Exercise prompt: Only those lines in the data below from the line containing "of the rocky" through the line containing "of the blue", both included, should be restated word for word.

======== Exercise inputs

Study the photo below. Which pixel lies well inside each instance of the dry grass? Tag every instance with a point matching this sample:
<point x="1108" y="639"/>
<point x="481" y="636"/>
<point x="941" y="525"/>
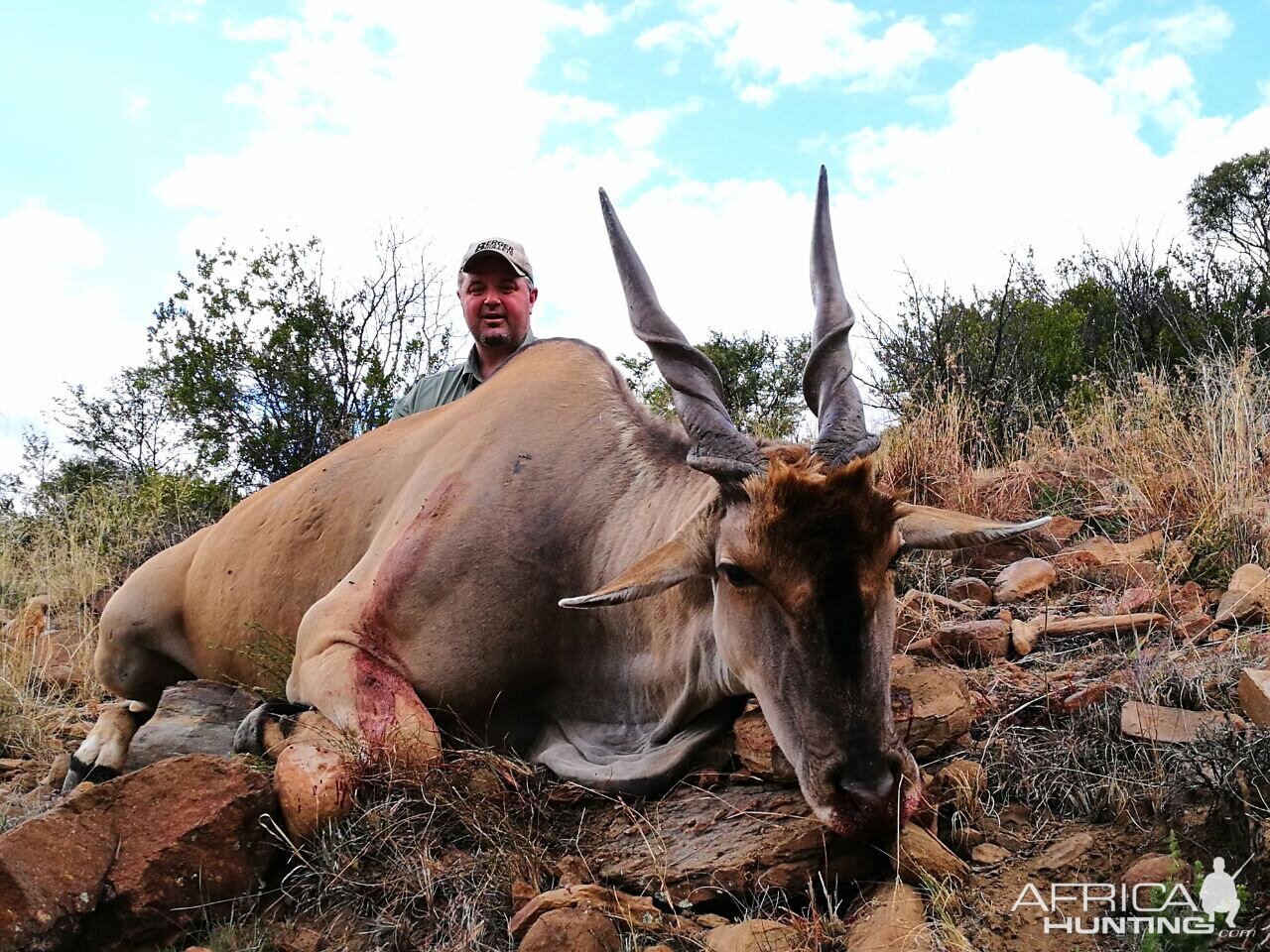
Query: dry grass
<point x="72" y="553"/>
<point x="430" y="862"/>
<point x="1187" y="452"/>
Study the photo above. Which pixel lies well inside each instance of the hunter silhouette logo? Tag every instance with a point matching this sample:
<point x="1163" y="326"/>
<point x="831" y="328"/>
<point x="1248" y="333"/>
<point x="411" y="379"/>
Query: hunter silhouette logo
<point x="1219" y="893"/>
<point x="1141" y="909"/>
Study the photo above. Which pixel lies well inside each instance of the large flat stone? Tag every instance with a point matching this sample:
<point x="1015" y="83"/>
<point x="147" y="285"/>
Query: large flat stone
<point x="193" y="717"/>
<point x="135" y="858"/>
<point x="695" y="846"/>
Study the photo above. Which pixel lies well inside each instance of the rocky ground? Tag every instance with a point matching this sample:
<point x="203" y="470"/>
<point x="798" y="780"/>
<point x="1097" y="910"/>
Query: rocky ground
<point x="1082" y="710"/>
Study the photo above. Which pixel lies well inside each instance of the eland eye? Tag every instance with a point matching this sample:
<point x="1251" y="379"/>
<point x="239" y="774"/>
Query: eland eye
<point x="735" y="575"/>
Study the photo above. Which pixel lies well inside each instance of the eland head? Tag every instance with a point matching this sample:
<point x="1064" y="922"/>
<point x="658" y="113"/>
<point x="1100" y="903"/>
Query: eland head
<point x="799" y="543"/>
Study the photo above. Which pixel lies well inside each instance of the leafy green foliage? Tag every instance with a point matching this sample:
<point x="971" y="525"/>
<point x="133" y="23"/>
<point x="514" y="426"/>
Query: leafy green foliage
<point x="1229" y="207"/>
<point x="762" y="381"/>
<point x="1029" y="349"/>
<point x="267" y="367"/>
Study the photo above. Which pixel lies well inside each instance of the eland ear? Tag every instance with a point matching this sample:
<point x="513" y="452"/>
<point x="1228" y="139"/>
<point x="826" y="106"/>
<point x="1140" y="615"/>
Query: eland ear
<point x="686" y="555"/>
<point x="928" y="527"/>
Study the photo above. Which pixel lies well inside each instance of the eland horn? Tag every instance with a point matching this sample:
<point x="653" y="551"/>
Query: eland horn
<point x="828" y="386"/>
<point x="717" y="447"/>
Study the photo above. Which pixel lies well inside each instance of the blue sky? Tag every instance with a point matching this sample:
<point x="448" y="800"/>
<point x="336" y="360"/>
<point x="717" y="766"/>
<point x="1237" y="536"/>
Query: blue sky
<point x="953" y="134"/>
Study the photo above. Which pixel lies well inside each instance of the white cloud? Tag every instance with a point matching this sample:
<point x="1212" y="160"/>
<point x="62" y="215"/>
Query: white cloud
<point x="674" y="36"/>
<point x="798" y="42"/>
<point x="1029" y="150"/>
<point x="1202" y="30"/>
<point x="1033" y="153"/>
<point x="642" y="130"/>
<point x="1159" y="87"/>
<point x="575" y="70"/>
<point x="757" y="95"/>
<point x="70" y="326"/>
<point x="136" y="108"/>
<point x="263" y="30"/>
<point x="178" y="10"/>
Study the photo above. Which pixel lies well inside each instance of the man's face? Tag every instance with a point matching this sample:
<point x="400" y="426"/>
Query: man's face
<point x="497" y="302"/>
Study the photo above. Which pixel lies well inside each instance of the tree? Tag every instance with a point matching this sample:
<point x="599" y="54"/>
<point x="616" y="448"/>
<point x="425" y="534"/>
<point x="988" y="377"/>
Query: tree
<point x="1229" y="207"/>
<point x="1016" y="352"/>
<point x="1011" y="350"/>
<point x="268" y="366"/>
<point x="134" y="425"/>
<point x="762" y="381"/>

================

Answer section:
Study the photo above. Which pixel lies well inside each instance of the rocky ground? Tag every instance with a point matching this sample:
<point x="203" y="470"/>
<point x="798" y="780"/>
<point x="1097" y="910"/>
Query: rocky ground
<point x="1082" y="710"/>
Study the photo above. Which pixel lies well inside each instance of the eland eye? Tag every instance with a point matching this sample:
<point x="1251" y="379"/>
<point x="239" y="774"/>
Query: eland eye
<point x="735" y="575"/>
Study the photo above. Which pixel lies well inside each instance of the eland head? Tag every instance with a point matching this sample:
<point x="1064" y="922"/>
<point x="658" y="113"/>
<point x="1100" y="903"/>
Query: eland head
<point x="799" y="543"/>
Study the photo above. Which pixel lies well inside each instance of the leafy green foliage? Tag every instance with a point matching this sample:
<point x="971" y="525"/>
<point x="133" y="23"/>
<point x="514" y="426"/>
Query: leafy green foliage
<point x="1229" y="207"/>
<point x="762" y="381"/>
<point x="1029" y="349"/>
<point x="267" y="367"/>
Study the photo above. Which pixel lies well inside each instance of the eland ear? Tag every instance with a point matching this sample:
<point x="513" y="452"/>
<point x="1228" y="139"/>
<point x="826" y="106"/>
<point x="1140" y="615"/>
Query: eland ear
<point x="686" y="555"/>
<point x="928" y="527"/>
Study the photo above. Which pixel lies well inside each instance of the eland horn? Tag every instance with a point matching this sample:
<point x="653" y="551"/>
Query: eland horn
<point x="828" y="386"/>
<point x="717" y="447"/>
Study the photo above. Which pixel lies well inside each instance of the blue sky? Tag every instance with a point matching this sample:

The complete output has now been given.